▸ WHAT THE TASK REQUIRES
Please copy the windshield email below from "Background: I built" to "upgrade since then.", word for word and including both ends.

▸ GIVEN PASSAGE
Corrosion will start under RTV if used to seal the windshield to the
boot cowl (windshield coving).
Gary
Sent from my iPad
On Apr 17, 2013, at 7:13 PM, "George Douglas" <George@oilhelp.com>
wrote:
Gary, I just replaced my W/S in my traveler and was wondering what type
of caulk or sealer did you use around the bottom of the window where the
sheet metal over lays? I used the RTV like you did and it bond up good.
Best Regards,
George Douglas
Amsoil Distributor
office 407-856-1564
toll free 800-887-6698
cell 321-663-5391
www.oilhelp.com
From: owner-teamgrumman-list-server@matronics.com
[mailto:owner-teamgrumman-list-server@matronics.com] On Behalf Of Gary L
Vogt
Sent: Wednesday, April 17, 2013 2:58 PM
Subject: TeamGrumman-List: Re-bonding a windshield
This was a first.
Background: I built a fixture to simulate the installation of the
windshield. I use large area washers under the windshield to maintain a
uniform .020 to .025 inches of clearance between the bow and the
windshield. Each of the washers is located at the screw holes normally
used to the double-bead seal in place. When installing the clamps, I
only clamp until I barely see the washer through the windshield; that
way, I know the gap at the front of the bow is about .020 inches. This
method works really well.
Note: the pics show the fixture in 2006. It's undergone a major
upgrade since then.
.... I had a customer come in that had a fairly new windshield, in
pretty good shape, but it was completely debonded. I said I could
re-bond it. I'd never re-bonded a windshield in the past. But, how hard
could it be???? Right?

▸ STORED DATA
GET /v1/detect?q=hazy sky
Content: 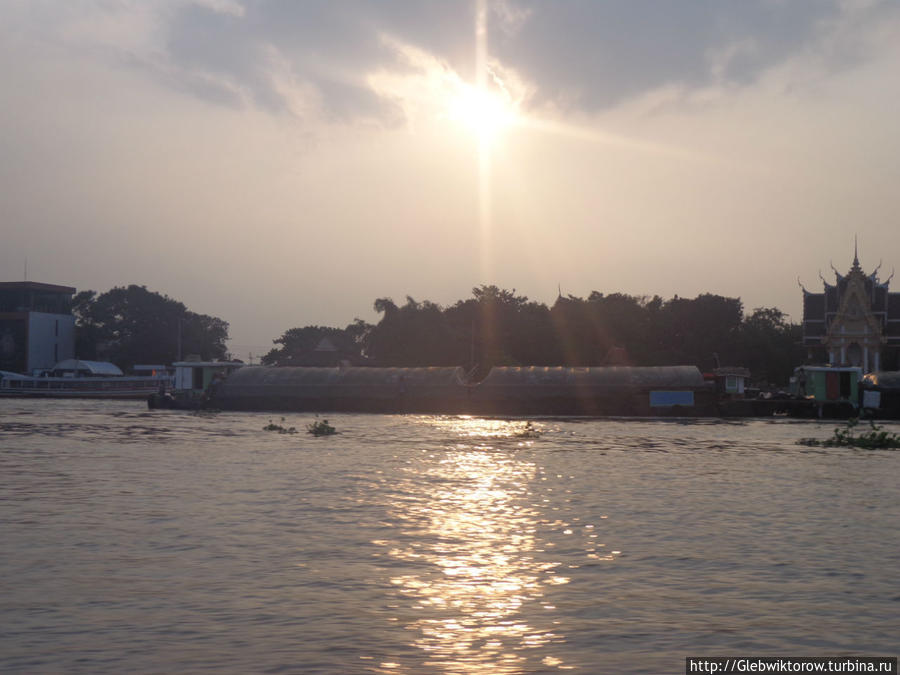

▸ EXERCISE RESULT
Background: I built a fixture to simulate the installation of the
windshield. I use large area washers under the windshield to maintain a
uniform .020 to .025 inches of clearance between the bow and the
windshield. Each of the washers is located at the screw holes normally
used to the double-bead seal in place. When installing the clamps, I
only clamp until I barely see the washer through the windshield; that
way, I know the gap at the front of the bow is about .020 inches. This
method works really well.
Note: the pics show the fixture in 2006. It's undergone a major
upgrade since then.